**ЗАДАНИЯ И УПРАЖНЕНИЯ**
[A] Как называется фильм Тони Скотта, над которым Гарри работал с Хансом, если судить по интервью о переходе к роли композитора?
[B] Напишите продолжение интервью о переходе к роли композитора, начиная сразу после его последнего предложения.

==== ИСХОДНЫЙ ТЕКСТ

Как вы перешли к роли композитора?

Гарри ясно дал мне понять, что он не против, если я буду использовать студию, когда его там нет. Это было, я думаю, во время работы над фильмом Тони Скотта, который назывался «Фанат». Он работал над ним с Хансом. И там была одна сцена, и когда он однажды ушел, я сказал: «Можно я попробую?» Не знаю, что точно побудило меня сделать это, но я сказал, что собираюсь просто повозиться с этой сценой. И я написал к ней музыкальное оформление. Не помню, что я сделал. Возможно, это было ужасно.

Но на следующий день я все еще возился с ней. Гарри еще не приехал, и один из работников студии проходил мимо и спросил: «О, это что?» «О, я просто здесь болтаюсь». И я сыграл ему, и он сказал: «Это довольно неплохо». И Гарри тоже высказал свое мнение. Он послушал и сказал: «О, это хорошо». И он показал мне некоторые вещи. И вскоре после этого он попросил меня написать музыку для сцены по-настоящему. Это было не именно для этого фильма, но я думаю, она предназначалась для следующего его проекта. Все началось с маленького отрывка. Потом я продолжил работать, когда он ушел, так что у меня не было никакой жизни. Я работал с ним целый день, а когда он уезжал, я работал всю ночь. А потом я возвращался на свою дневную работу. И было действительно полезно по утрам получать его отзывы на то, что я сделал ночью. Это был великолепный опыт, я многому научился. Основным эмоциям, которые ты должен чувствовать или нет. Это обучение включало в себя много всего.

========
==== ПРЕДОСТАВЛЕННЫЕ МАТЕРИАЛЫ

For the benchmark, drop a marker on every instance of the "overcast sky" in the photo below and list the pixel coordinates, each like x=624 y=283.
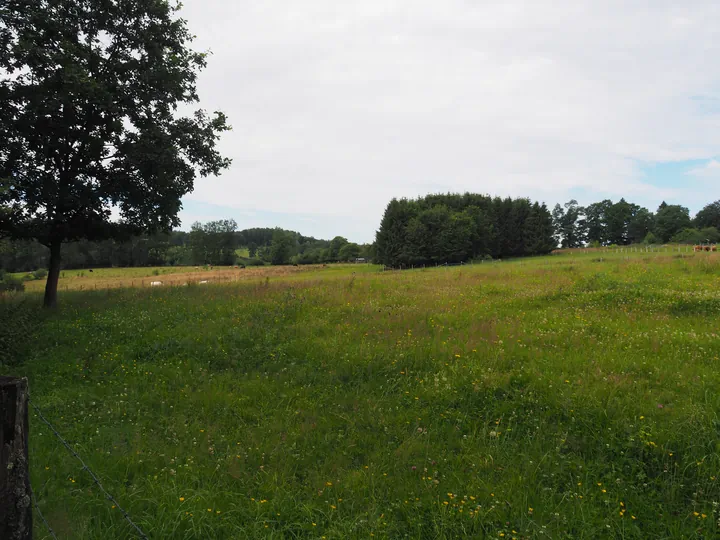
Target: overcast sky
x=340 y=105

========

**ОТВЕТЫ К ЗАДАНИЯМ**
[A] «Фанат».

[B]
Я реально ценю наставничество Гарри. И Гарри хорошо отзывался обо мне перед Хансом. Когда я начал больше писать для Гарри, они много разговаривали, и Гарри сказал: «Да, этот парень хорош». И в итоге Ханс начал просить меня писать музыку к сценам для его проектов. Это было как снежный ком. Сейчас все размылось. Я даже с трудом вспоминаю это. Я просто знаю, что мне это очень сильно нравилось. Я так замечательно проводил время и не покидал это здание многие годы. Я просто находился там все время. И, я думаю, это в результате окупилось. Я многому научился, и передо мной открылось множество возможностей просто потому, что я находился рядом с этими людьми. Смотрел, как они общались с самыми высокопоставленными людьми в этом бизнесе. Джерри Брукхаймер (продюсер высокобюджетных фильмов Paramount Pictures – прим. пер.) приходил и садился, и Ханс играл для него музыку к сценам. И выслушивал его замечания. Это крупная составляющая работы. Очевидно, что вы можете целый день сидеть и писать музыку, и считать ее великолепной. Но если создателям фильма она не нравится, то можно сохранить ее для издания собственного CD когда-нибудь. Но вы делаете это, чтобы служить фильму. Вы делаете это не для того, чтобы просто написать музыку. Вы делаете так, чтобы фильм получился настолько хорошим, насколько возможно, или чтобы помочь создателям фильма достичь той цели, которую они перед собой поставили, просто с эмоциональной стороны. Ханс и Гарри были действительно великими учителями.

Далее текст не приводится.